> Data supplied
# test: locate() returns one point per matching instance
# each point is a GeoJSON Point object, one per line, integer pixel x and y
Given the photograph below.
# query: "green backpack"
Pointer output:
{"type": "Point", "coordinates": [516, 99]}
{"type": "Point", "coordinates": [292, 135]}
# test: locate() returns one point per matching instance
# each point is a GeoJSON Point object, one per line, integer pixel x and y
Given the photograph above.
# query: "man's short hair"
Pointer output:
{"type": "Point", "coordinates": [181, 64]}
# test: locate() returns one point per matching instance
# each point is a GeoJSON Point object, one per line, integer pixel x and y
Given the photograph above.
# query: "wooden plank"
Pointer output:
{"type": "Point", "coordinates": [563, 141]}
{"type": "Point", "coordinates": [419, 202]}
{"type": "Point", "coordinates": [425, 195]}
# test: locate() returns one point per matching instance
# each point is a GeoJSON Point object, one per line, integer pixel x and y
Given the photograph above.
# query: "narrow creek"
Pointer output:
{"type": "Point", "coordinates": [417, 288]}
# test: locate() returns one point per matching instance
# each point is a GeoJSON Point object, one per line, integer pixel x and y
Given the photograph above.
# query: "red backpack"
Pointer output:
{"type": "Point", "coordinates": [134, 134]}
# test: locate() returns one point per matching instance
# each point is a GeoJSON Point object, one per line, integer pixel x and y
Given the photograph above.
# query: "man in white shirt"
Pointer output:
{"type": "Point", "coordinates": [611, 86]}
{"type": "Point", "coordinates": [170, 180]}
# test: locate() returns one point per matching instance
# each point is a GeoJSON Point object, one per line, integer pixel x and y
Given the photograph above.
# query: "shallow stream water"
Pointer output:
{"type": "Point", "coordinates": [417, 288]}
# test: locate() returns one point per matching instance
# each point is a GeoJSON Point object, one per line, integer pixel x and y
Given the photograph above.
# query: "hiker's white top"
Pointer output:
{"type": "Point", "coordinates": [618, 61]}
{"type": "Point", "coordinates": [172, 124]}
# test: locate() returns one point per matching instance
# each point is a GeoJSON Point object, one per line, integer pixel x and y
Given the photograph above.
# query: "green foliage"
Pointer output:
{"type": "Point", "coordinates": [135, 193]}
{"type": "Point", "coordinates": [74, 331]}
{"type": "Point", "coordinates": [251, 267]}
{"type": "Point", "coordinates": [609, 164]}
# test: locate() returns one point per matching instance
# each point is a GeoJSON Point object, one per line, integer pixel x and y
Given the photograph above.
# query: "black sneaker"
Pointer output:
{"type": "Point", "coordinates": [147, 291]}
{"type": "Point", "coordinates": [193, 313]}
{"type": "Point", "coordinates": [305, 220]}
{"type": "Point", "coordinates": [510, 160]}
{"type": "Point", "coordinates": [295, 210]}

> What you should do
What is needed is a copy of every line above in which "green" appears.

> Expected answer
# query: "green backpack"
# query: "green foliage"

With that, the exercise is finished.